### PAGE EXCERPT:
>> Begin

However, in the long term, it will force the Irish Republic to the negotiating table once again to draw up a new Anglo-Irish Treaty. Unlike 1920, this will not be a treaty whereby a sizeable chunk of Ireland will be leaving British influence; the potential 2020 treaty will see the Republic give a firm commitment to re-join the Commonwealth Parliamentary Association in the first instance.

Like the UK, the treaty must provide for the people of the Republic to have a referendum on their EU membership. Irexit will now be firmly on the negotiating table. Southern politicians will then face the ultimate moral dilemma – do they stick dogmatically to the concept of an independent republic which, economically, will be nothing more than a third-rate African state as a post-Brexit UK puts the financial squeeze on the South, or will they put the people first, swallow their pride – and dump the EU and embrace the CPA?

>> End

### CHALLENGES:
a) According to the page excerpt, what body would the Republic firmly commit to re-joining first under the potential 2020 treaty?
b) Rewrite the rows starting at the one containing "I would be grateful if you could tag the automobile" and ending at the last row, replacing "building facade" with "storefront" and leaving everything else unchanged.

### DATA SECTION:

>> Begin

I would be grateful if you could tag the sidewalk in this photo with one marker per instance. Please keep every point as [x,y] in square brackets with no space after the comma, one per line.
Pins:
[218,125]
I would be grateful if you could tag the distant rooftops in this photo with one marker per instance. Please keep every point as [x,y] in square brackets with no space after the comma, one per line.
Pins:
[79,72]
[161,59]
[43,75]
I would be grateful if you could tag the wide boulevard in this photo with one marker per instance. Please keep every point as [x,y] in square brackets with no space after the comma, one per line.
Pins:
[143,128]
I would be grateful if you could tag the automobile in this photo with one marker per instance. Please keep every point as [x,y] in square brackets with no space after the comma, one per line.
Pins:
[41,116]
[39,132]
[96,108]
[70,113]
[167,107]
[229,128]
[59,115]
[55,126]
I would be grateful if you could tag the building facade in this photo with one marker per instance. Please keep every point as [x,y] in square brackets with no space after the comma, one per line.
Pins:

>> End

### WORKED ANSWERS:
a) The Commonwealth Parliamentary Association.

b)
I would be grateful if you could tag the automobile in this photo with one marker per instance. Please keep every point as [x,y] in square brackets with no space after the comma, one per line.
Pins:
[41,116]
[39,132]
[96,108]
[70,113]
[167,107]
[229,128]
[59,115]
[55,126]
I would be grateful if you could tag the storefront in this photo with one marker per instance. Please keep every point as [x,y] in square brackets with no space after the comma, one per line.
Pins:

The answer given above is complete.